:: Tasks ::
**a)** In the book reviews, to whom does Tyler Cowen pledge the receipts from his book?
**b)** Transcribe the portion of the book reviews between "Tyler's pitch is" and "that additional wealth?", inclusive.

:: Passage shown ::
"""

Morris is a political leftie, and his book is kind of interesting also as a sidelight onto just how radically left academia was back then. He interviews the late Hilary Putnam, once a proud member of the Maoist Progressive Labor Party while a Harvard prof. And Noam Chomsky. And he tells of his arrest while blocking the entrances to the Institute for Defense Analysis near Princeton back in 1972. Et cetera.

If that were all, this book would be pretty grim and tedious. But there's a lot of humor too, some pop culture references. Since he's a filmmaker, Morris knows his flicks: there are long asides discussing particular aspects of Citizen Kane and The Man Who Shot Liberty Valence. Numerous footnotes, not quite at the volume preferred by David Foster Wallace, but close. (One of the footnotes mentions Morris's fondness for, yes, David Foster Wallace.) And there are lots of offbeat illustrations, about one per page. My personal favorite:

Jean Léon Gerome 1896 La Vérité sortant du puits.JPG

By Jean-Léon Gérôme - Sergey Prokopenko, Public Domain, Link

We don't often do naked ladies here at Pun Salad, but it's art, so it's OK. That's "Truth Coming Out of Her Well". She's pissed.

I've seen a number of reviews that suggest Morris may be overstating his case in his eagerness to trash all things Kuhnian. I am (see what I said about my brain up there) not one to judge. But this is a relentlessly entertaining book, especially if you skim over all the philosophical navel-gazing.

Stubborn Attachments

A Vision for a Society of Free, Prosperous, and Responsible Individuals

[Amazon Link]

A short book, a mere $9.99 for the Kindle version at Amazon, and there's a nice feature: the author, Tyler Cowen, pledges to donate the receipts from the book to "Yonas", an Ethiopian tour guide he befriended during a visit. That was enough for me to cough up for the Kindle version instead of raiding the UNH library.

Tyler's pitch is for making economic growth, constrained by a healthy respect for individual liberty, our primary social goal. There are a few asterisks on that: he's really talking about the growth of "Wealth Plus", which factors in the values of sustainability, environmental quality, and leisure. Given that, though, he notes that the difference between (say) sustained 1% annual growth vs. 3% may seem trivial over the course of a year: $100 becomes $101 instead of $103. But after 100 years, it's $270 vs. $1921. (Assuming I can still do the math correctly.) Can you really deny your ancestors the benefit of that additional wealth?

"""

:: Saved entries ::
"""

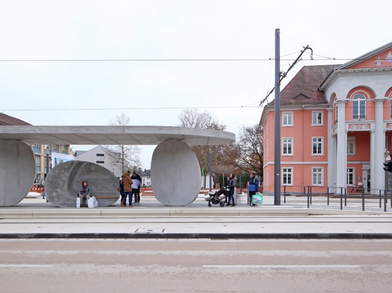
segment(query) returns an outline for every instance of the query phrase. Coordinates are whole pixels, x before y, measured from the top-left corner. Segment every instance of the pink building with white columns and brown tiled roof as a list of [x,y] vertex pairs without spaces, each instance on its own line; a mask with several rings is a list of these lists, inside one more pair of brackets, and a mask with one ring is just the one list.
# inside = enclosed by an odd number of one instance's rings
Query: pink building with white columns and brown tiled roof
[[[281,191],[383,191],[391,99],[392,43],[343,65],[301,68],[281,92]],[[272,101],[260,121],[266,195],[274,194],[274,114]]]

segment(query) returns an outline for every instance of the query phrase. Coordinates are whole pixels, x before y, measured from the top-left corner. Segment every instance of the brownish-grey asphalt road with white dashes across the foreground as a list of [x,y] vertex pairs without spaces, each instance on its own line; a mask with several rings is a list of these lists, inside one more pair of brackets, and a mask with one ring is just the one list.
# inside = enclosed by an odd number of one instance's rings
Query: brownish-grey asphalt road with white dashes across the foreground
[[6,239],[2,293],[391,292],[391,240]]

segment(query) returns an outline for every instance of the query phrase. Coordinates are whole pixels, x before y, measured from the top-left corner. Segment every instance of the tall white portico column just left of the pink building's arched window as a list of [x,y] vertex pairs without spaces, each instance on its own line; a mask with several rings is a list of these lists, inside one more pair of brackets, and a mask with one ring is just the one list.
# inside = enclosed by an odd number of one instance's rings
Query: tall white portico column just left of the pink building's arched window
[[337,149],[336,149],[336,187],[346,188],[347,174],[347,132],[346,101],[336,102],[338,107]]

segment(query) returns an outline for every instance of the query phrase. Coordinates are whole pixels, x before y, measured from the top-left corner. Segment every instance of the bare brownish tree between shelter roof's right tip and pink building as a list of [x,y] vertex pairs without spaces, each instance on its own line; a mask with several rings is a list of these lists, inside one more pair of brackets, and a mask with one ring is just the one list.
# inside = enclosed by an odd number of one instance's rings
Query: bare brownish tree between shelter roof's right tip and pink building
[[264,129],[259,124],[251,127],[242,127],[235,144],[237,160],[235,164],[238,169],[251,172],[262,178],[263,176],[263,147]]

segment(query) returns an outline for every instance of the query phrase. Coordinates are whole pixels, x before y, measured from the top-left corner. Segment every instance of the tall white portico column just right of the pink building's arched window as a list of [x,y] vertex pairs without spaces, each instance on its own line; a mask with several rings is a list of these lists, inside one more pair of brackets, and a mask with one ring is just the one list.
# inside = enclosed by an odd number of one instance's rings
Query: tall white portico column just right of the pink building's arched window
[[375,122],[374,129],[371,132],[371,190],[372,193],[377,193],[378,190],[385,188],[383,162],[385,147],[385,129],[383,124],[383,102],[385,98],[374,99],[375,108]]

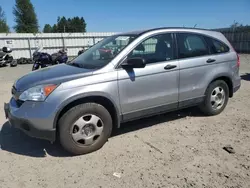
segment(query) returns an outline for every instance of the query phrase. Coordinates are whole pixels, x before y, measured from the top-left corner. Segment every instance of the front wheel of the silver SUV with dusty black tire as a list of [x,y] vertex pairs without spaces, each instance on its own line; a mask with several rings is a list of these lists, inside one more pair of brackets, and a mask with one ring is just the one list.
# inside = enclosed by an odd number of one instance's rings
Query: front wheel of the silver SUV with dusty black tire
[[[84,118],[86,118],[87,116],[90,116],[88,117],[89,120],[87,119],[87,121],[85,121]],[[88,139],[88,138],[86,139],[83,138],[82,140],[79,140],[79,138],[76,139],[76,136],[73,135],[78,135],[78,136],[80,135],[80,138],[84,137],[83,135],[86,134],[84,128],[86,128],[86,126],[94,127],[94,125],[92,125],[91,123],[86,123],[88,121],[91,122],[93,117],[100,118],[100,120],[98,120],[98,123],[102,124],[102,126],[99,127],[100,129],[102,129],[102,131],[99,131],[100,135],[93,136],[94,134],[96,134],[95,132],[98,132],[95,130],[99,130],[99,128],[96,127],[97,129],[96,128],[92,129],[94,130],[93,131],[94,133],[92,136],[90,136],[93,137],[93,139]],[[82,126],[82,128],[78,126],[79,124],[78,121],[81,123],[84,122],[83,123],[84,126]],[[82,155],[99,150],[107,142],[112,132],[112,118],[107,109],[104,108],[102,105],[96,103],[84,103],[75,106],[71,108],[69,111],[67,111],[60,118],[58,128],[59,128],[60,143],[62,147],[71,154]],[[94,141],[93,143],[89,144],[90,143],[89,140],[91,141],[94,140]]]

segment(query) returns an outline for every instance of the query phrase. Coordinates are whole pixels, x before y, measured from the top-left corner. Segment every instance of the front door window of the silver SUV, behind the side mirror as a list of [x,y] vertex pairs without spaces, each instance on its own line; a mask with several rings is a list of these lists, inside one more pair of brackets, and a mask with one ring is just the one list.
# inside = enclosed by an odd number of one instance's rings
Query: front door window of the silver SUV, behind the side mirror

"""

:: Activity answers ::
**a)** To "Yonas," an Ethiopian tour guide he befriended during a visit.

**b)**
Tyler's pitch is for making economic growth, constrained by a healthy respect for individual liberty, our primary social goal. There are a few asterisks on that: he's really talking about the growth of "Wealth Plus", which factors in the values of sustainability, environmental quality, and leisure. Given that, though, he notes that the difference between (say) sustained 1% annual growth vs. 3% may seem trivial over the course of a year: $100 becomes $101 instead of $103. But after 100 years, it's $270 vs. $1921. (Assuming I can still do the math correctly.) Can you really deny your ancestors the benefit of that additional wealth?